Task instructions: Your output should be the complete listing, repeated exactly.

Provided records:
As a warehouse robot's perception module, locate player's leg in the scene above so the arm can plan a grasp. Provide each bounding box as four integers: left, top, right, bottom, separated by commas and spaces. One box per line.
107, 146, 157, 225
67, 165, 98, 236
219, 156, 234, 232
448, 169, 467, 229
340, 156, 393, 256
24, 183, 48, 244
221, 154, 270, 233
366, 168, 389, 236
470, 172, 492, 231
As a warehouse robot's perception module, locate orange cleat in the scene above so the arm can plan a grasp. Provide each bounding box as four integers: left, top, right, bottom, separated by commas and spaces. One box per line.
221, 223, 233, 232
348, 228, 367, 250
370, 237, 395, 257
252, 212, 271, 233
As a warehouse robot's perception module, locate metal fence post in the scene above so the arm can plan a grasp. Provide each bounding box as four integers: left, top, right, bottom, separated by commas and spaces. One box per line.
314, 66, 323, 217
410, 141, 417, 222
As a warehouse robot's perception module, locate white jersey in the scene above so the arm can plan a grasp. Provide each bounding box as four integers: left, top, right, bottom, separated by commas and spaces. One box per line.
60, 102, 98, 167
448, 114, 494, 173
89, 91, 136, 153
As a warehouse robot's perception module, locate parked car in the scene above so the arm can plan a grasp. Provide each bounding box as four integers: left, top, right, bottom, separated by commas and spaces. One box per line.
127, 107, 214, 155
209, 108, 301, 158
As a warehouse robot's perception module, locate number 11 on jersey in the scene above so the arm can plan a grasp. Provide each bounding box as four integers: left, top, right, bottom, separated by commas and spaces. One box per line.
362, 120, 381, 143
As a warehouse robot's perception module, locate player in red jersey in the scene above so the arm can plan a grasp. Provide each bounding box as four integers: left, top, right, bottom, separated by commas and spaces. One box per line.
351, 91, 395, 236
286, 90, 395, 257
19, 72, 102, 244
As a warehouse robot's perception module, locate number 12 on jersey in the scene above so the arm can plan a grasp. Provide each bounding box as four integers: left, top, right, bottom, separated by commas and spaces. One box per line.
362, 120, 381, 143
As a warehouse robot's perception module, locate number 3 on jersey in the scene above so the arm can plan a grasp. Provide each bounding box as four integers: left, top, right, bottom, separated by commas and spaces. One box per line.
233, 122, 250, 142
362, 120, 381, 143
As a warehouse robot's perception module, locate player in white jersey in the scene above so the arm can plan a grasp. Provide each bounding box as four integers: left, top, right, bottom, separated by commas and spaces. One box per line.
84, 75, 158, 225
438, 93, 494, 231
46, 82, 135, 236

Exercise answer:
As a warehouse robot's perception module, locate player's leg in the scene above so the arm can plan a grasp. Provide each bounding box as four integers: left, top, right, bottom, separated by commas and spaces. One box per line.
107, 146, 157, 225
67, 165, 98, 236
219, 156, 234, 232
448, 169, 467, 229
340, 156, 393, 256
24, 183, 48, 244
221, 154, 270, 233
366, 168, 389, 236
470, 172, 492, 231
As a warehouse robot's perception module, locate orange cleat in the scene above so the arm can plan a grasp. Provide each bounding box as four integers: left, top, right, bottom, separated by commas and spaces. One box per line.
221, 223, 233, 232
348, 228, 367, 250
370, 237, 395, 257
252, 212, 271, 233
As a warehouse robot's perception module, locate metal fence post in the scene above so the arm can plan a grasp. Provide each bounding box as four integers: left, top, right, bottom, separated by commas and spaces. One box per line.
314, 66, 323, 217
410, 141, 417, 222
As a warehouse robot's perception module, locate white jersey in the scene above so the arm can plan a grasp. Provide each bounding box as four integers: left, top, right, bottom, separated by commas and spaces. One box per line.
60, 102, 98, 167
448, 114, 494, 173
89, 91, 136, 153
As a warehouse robot's perception module, locate parked car in the scene above so the arm can plan a grasp. Provide each bounding box as four integers: left, top, right, bottom, separated by commas and spaces. One box per line.
127, 107, 214, 155
209, 108, 301, 158
As a warehouse robot's perception module, locate number 11 on jersey in the scene above so the arm can plan a grasp. Provide each bounding box as four integers: left, top, right, bottom, separated by commas and spaces. One box per line.
362, 120, 381, 143
As a warehouse robot's perception module, locate player in red jersey in the scene above so the arm can plan a grasp. Provide each bounding box as four integers: left, top, right, bottom, separated by commas and spaces. One box per line.
351, 91, 395, 236
286, 90, 395, 257
19, 72, 102, 244
As a warehouse robot's perception module, locate number 12 on jersey in the scene above so the arm can plan a grasp. Provide each bounding box as four integers: left, top, right, bottom, separated by commas and spaces. One box per line.
362, 120, 381, 143
As a warehouse robot's perception module, locate number 3 on jersey in the scene above so the arm can plan a grasp. Provide each bounding box as four integers: left, top, right, bottom, separated by commas and spaces. One box per line.
233, 122, 250, 142
362, 120, 381, 143
As a warehouse robot's perception module, locate player in white jersey in the scene above so the arm can plan a grasp. Provide each bounding box as four integers: left, top, right, bottom, separated by commas and spaces. One box per line.
84, 75, 158, 225
438, 93, 494, 231
46, 82, 135, 236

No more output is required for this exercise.